### Work instruction
Restate the entries word for word, omitting nothing.

[Stored items]

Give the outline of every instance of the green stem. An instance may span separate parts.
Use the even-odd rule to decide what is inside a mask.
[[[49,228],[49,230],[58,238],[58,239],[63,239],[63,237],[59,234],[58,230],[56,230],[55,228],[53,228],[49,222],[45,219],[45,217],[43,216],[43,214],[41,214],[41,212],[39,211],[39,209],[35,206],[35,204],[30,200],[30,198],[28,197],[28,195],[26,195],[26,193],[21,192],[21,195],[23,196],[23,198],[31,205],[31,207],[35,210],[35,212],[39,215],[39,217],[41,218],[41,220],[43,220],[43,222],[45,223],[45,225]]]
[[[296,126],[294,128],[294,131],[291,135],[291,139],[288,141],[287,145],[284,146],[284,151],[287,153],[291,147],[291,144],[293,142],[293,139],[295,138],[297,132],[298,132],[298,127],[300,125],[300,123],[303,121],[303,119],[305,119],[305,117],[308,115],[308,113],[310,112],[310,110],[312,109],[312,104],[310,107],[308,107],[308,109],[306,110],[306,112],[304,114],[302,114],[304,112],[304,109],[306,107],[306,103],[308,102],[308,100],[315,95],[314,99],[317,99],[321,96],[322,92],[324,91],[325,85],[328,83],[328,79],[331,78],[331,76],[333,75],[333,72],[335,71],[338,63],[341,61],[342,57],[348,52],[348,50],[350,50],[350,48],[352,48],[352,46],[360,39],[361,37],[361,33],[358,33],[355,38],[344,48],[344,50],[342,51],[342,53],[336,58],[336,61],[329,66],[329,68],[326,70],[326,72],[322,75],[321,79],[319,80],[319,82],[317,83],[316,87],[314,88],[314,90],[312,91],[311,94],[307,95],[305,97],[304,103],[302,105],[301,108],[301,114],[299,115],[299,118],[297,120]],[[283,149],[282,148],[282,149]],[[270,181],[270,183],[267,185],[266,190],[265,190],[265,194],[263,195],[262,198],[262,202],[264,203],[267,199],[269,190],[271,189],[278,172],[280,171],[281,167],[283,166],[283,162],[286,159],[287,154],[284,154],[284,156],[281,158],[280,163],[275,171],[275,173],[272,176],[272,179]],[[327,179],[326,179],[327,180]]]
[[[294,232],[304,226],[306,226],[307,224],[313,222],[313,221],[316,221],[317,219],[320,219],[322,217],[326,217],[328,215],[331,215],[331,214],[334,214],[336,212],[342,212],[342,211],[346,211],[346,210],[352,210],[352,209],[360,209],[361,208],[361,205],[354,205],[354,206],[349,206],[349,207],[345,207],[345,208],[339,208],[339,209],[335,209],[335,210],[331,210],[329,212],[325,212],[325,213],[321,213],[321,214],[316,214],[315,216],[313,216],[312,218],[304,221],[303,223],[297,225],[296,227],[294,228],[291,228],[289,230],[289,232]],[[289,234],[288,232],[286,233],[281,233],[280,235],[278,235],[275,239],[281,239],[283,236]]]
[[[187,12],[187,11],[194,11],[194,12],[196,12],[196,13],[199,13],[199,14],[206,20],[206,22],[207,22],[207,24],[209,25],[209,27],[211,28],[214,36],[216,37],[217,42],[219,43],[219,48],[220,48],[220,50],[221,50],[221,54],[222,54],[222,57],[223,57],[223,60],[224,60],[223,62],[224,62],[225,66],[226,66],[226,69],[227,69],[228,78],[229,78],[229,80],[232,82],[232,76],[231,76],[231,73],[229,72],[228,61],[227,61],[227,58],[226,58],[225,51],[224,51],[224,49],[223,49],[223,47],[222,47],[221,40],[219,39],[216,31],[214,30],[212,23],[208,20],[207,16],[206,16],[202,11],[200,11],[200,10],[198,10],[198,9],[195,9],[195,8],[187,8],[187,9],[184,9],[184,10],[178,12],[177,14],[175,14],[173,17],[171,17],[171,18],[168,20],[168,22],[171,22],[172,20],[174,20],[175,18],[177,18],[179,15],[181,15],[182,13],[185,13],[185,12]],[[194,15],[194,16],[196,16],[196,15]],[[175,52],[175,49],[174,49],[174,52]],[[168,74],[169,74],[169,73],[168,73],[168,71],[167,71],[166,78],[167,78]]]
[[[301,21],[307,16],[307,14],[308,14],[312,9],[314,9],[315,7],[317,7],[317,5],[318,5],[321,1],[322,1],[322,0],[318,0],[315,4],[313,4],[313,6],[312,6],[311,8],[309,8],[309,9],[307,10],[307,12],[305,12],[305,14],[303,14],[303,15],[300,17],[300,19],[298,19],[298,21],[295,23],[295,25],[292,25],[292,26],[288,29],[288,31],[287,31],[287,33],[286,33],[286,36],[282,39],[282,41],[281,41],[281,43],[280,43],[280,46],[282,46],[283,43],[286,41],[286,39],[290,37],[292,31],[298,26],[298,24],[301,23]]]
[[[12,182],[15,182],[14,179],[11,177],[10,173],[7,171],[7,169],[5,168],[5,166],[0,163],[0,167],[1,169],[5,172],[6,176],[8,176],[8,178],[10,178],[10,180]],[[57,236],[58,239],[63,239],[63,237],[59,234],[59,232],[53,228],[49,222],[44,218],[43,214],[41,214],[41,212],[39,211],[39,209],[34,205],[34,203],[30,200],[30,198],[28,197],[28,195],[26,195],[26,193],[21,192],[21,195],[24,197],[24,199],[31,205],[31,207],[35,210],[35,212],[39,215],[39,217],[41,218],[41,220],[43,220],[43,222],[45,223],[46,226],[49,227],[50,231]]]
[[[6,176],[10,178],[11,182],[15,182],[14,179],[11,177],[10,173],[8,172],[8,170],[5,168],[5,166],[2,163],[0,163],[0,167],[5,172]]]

### Written response
Give the outline of every instance of the green stem. An instance may span separate parts.
Use the even-odd rule to decide what is inside a mask.
[[[49,228],[49,230],[58,238],[58,239],[63,239],[63,237],[59,234],[58,230],[56,230],[55,228],[53,228],[49,222],[45,219],[45,217],[43,216],[43,214],[41,214],[41,212],[39,211],[39,209],[35,206],[35,204],[30,200],[30,198],[28,197],[28,195],[26,195],[26,193],[21,192],[21,195],[23,196],[23,198],[31,205],[31,207],[35,210],[35,212],[39,215],[39,217],[41,218],[41,220],[43,220],[43,222],[45,223],[45,225]]]
[[[296,126],[294,128],[294,131],[291,135],[291,139],[288,141],[287,145],[284,146],[284,151],[287,153],[291,147],[291,144],[293,142],[293,139],[295,138],[297,132],[298,132],[298,127],[300,125],[300,123],[303,121],[303,119],[305,119],[305,117],[308,115],[308,113],[310,112],[310,110],[312,109],[312,104],[310,107],[308,107],[308,109],[306,110],[306,112],[304,114],[302,114],[304,112],[304,109],[306,107],[306,103],[308,102],[308,100],[315,95],[314,99],[317,99],[321,96],[322,92],[324,91],[325,85],[328,83],[328,79],[331,78],[331,76],[333,75],[333,72],[335,71],[338,63],[341,61],[342,57],[348,52],[348,50],[350,50],[350,48],[352,48],[352,46],[360,39],[361,37],[361,33],[358,33],[355,38],[344,48],[344,50],[342,51],[342,53],[336,58],[336,61],[329,66],[329,68],[326,70],[326,72],[322,75],[321,79],[319,80],[319,82],[317,83],[316,87],[314,88],[314,90],[312,91],[311,94],[307,95],[305,97],[304,103],[302,105],[301,108],[301,114],[299,115],[299,118],[297,120]],[[283,149],[282,148],[282,149]],[[270,181],[270,183],[267,185],[266,190],[265,190],[265,194],[263,195],[262,198],[262,202],[264,203],[267,199],[269,190],[271,189],[278,172],[280,171],[281,167],[283,166],[283,162],[286,159],[287,154],[284,154],[284,156],[281,158],[280,163],[275,171],[275,173],[272,176],[272,179]],[[327,179],[326,179],[327,180]]]
[[[294,232],[304,226],[306,226],[307,224],[313,222],[313,221],[316,221],[317,219],[320,219],[322,217],[326,217],[328,215],[331,215],[331,214],[334,214],[336,212],[342,212],[342,211],[346,211],[346,210],[352,210],[352,209],[360,209],[361,208],[361,205],[354,205],[354,206],[349,206],[349,207],[345,207],[345,208],[339,208],[339,209],[335,209],[335,210],[331,210],[329,212],[325,212],[325,213],[321,213],[321,214],[316,214],[315,216],[313,216],[312,218],[304,221],[303,223],[297,225],[296,227],[294,228],[291,228],[289,230],[289,232]],[[289,234],[288,232],[286,233],[281,233],[280,235],[278,235],[275,239],[281,239],[283,236]]]
[[[187,12],[187,11],[194,11],[194,12],[196,12],[196,13],[199,13],[199,14],[206,20],[206,22],[207,22],[207,24],[209,25],[209,27],[211,28],[214,36],[216,37],[217,42],[219,43],[219,48],[220,48],[220,50],[221,50],[221,54],[222,54],[222,57],[223,57],[223,60],[224,60],[223,62],[224,62],[225,66],[226,66],[226,69],[227,69],[228,78],[229,78],[229,80],[232,82],[232,76],[231,76],[231,73],[229,72],[228,61],[227,61],[227,58],[226,58],[225,51],[224,51],[224,49],[223,49],[223,47],[222,47],[221,40],[219,39],[216,31],[214,30],[212,23],[208,20],[207,16],[206,16],[202,11],[200,11],[200,10],[198,10],[198,9],[195,9],[195,8],[187,8],[187,9],[184,9],[184,10],[178,12],[177,14],[175,14],[173,17],[171,17],[171,18],[168,20],[168,22],[171,22],[172,20],[174,20],[175,18],[177,18],[179,15],[181,15],[182,13],[185,13],[185,12]],[[194,15],[194,16],[196,16],[196,15]],[[175,52],[175,49],[174,49],[174,52]],[[168,74],[169,74],[169,73],[168,73],[168,71],[167,71],[166,78],[167,78]]]
[[[301,21],[307,16],[307,14],[308,14],[312,9],[314,9],[315,7],[317,7],[317,5],[318,5],[321,1],[322,1],[322,0],[318,0],[315,4],[313,4],[313,6],[312,6],[311,8],[309,8],[309,9],[307,10],[307,12],[305,12],[305,14],[303,14],[303,15],[300,17],[300,19],[298,19],[298,21],[295,23],[295,25],[292,25],[292,26],[288,29],[288,31],[287,31],[287,33],[286,33],[286,36],[282,39],[282,41],[281,41],[281,43],[280,43],[280,46],[282,46],[283,43],[286,41],[286,39],[290,37],[292,31],[298,26],[298,24],[301,23]]]
[[[12,182],[15,182],[14,179],[11,177],[10,173],[7,171],[7,169],[5,168],[5,166],[0,163],[0,167],[1,169],[5,172],[6,176],[8,176],[8,178],[10,178],[10,180]],[[57,236],[58,239],[63,239],[63,237],[59,234],[59,232],[53,228],[49,222],[44,218],[43,214],[41,214],[41,212],[39,211],[39,209],[34,205],[34,203],[30,200],[30,198],[28,197],[28,195],[26,195],[26,193],[21,192],[21,195],[24,197],[24,199],[31,205],[31,207],[35,210],[35,212],[39,215],[39,217],[41,218],[41,220],[43,220],[43,222],[45,223],[46,226],[49,227],[50,231]]]
[[[6,176],[10,178],[11,182],[15,182],[14,179],[11,177],[10,173],[8,172],[8,170],[5,168],[5,166],[2,163],[0,163],[0,167],[5,172]]]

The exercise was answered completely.